*Written task*: Copy out each item below word for word, changing nothing.

*Available data*:

◇ ◇ ◇ ◇ ◇

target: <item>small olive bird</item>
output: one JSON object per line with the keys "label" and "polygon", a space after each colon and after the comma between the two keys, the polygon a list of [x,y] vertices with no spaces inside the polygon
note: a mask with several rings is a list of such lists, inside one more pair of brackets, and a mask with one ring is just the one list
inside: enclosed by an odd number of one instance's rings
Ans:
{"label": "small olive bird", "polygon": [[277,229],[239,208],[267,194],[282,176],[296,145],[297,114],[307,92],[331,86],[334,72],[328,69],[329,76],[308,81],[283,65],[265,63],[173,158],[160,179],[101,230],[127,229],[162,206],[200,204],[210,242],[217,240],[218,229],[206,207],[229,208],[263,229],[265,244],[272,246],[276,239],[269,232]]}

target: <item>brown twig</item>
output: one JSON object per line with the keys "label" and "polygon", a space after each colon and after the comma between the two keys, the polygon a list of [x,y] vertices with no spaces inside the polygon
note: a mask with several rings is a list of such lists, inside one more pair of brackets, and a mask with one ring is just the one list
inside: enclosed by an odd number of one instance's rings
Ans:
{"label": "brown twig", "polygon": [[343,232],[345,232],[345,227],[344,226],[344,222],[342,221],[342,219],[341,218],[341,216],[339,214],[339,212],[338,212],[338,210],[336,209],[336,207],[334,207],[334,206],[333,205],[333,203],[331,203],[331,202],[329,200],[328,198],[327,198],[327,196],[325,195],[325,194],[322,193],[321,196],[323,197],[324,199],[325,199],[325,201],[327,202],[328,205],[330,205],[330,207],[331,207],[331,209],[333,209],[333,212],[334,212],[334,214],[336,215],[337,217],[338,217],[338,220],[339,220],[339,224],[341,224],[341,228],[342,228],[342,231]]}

◇ ◇ ◇ ◇ ◇

*Final result*:
target: <item>small olive bird</item>
output: one JSON object per line with the keys "label" and "polygon", a space after each colon and after the comma between the two keys, the polygon a list of [x,y] vertices with no spaces inside the polygon
note: a mask with several rings is a list of such lists, inside one more pair of brackets, and a mask with one ring is just the one list
inside: enclosed by an odd number of one instance's rings
Ans:
{"label": "small olive bird", "polygon": [[277,229],[239,208],[267,194],[282,176],[296,145],[297,114],[307,92],[331,86],[334,72],[328,69],[329,76],[308,81],[283,65],[265,63],[173,158],[160,179],[101,230],[127,229],[162,206],[200,204],[210,242],[217,240],[218,229],[206,207],[229,208],[263,229],[265,244],[272,246],[276,239],[269,232]]}

target: <item>brown twig</item>
output: one JSON object per line with the keys "label" and "polygon", a space after each colon and after the comma between the two keys, the polygon a list of [x,y] vertices with no spaces inside the polygon
note: a mask with several rings is a list of such lists, inside one more pair of brackets, and a mask with one ring is just the one list
inside: enclosed by an odd number of one instance's rings
Ans:
{"label": "brown twig", "polygon": [[343,232],[345,232],[345,227],[344,226],[344,222],[342,221],[342,219],[341,218],[341,216],[339,214],[339,212],[338,212],[338,210],[336,209],[336,207],[334,207],[334,206],[333,205],[333,203],[331,203],[331,202],[329,200],[328,198],[327,198],[327,196],[325,195],[325,194],[322,193],[321,196],[323,197],[324,199],[325,199],[325,201],[327,202],[328,205],[330,205],[330,207],[331,207],[331,209],[333,209],[333,212],[334,212],[334,214],[336,215],[337,217],[338,217],[338,220],[339,220],[339,224],[341,224],[341,228],[342,228],[342,231]]}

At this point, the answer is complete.